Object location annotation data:
^^^^^^^^
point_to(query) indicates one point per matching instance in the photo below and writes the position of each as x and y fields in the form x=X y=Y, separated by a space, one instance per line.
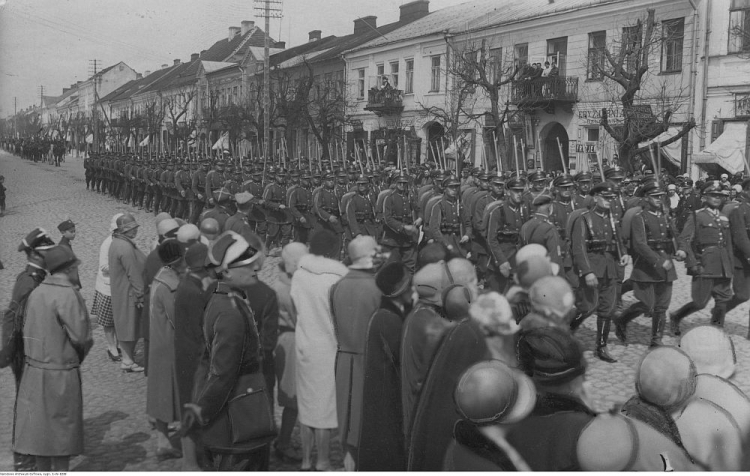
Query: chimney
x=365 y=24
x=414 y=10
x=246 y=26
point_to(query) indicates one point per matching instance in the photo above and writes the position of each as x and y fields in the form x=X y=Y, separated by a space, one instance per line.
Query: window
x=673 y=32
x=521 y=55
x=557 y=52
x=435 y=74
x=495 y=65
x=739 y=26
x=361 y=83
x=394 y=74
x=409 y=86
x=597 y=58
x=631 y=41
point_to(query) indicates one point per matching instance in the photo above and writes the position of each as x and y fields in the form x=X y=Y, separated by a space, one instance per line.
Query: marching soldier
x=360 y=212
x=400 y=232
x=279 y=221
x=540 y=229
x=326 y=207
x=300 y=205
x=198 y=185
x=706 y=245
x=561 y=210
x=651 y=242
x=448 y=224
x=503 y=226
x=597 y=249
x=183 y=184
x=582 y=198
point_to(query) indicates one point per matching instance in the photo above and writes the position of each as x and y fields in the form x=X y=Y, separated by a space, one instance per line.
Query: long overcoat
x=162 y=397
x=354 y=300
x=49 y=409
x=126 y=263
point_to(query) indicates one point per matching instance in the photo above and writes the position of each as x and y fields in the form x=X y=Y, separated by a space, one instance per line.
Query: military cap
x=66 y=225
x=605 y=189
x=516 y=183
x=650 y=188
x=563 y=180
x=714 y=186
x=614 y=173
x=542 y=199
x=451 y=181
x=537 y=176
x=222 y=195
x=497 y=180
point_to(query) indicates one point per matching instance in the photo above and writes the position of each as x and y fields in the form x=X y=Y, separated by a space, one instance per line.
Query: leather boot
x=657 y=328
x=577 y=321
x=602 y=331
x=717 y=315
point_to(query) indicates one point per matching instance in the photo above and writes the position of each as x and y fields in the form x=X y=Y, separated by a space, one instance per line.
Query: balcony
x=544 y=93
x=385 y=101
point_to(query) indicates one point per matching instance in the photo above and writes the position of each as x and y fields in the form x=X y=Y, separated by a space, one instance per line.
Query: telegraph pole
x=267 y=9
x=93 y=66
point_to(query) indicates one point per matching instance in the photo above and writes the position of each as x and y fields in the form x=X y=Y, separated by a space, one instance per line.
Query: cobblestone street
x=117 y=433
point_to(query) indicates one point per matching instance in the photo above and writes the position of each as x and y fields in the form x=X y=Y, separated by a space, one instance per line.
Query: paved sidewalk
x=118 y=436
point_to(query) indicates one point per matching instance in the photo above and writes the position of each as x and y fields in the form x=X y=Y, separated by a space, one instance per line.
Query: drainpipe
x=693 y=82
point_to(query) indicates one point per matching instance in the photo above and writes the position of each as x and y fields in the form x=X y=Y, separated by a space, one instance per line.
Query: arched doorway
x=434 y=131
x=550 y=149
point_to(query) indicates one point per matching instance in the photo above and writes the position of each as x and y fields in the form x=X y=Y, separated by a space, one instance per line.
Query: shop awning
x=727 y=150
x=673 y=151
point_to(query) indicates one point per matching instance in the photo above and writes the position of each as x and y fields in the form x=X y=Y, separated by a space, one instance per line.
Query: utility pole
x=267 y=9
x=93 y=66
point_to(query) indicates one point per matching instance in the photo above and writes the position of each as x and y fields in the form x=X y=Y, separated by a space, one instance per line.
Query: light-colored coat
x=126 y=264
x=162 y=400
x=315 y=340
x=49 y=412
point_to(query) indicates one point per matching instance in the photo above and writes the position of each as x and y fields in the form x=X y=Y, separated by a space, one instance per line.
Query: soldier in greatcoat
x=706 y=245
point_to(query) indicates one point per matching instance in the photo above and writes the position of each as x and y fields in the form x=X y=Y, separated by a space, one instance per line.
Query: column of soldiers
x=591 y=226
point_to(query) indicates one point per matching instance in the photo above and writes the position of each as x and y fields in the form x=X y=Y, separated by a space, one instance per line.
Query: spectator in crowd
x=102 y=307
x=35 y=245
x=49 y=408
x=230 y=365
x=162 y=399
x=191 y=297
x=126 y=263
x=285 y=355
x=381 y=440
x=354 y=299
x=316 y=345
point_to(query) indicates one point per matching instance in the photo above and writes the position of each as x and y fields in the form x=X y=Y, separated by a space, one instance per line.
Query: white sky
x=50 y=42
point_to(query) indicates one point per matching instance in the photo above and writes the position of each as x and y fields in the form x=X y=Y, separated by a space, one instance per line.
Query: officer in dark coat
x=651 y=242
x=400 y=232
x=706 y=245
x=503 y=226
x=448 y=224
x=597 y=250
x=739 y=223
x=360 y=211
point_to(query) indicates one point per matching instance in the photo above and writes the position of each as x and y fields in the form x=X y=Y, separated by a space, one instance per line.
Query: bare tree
^^^^^^^^
Requirements:
Report how many lines of the rows above contain the string "pole", counting case as it appears. Give only the number.

Expected output:
2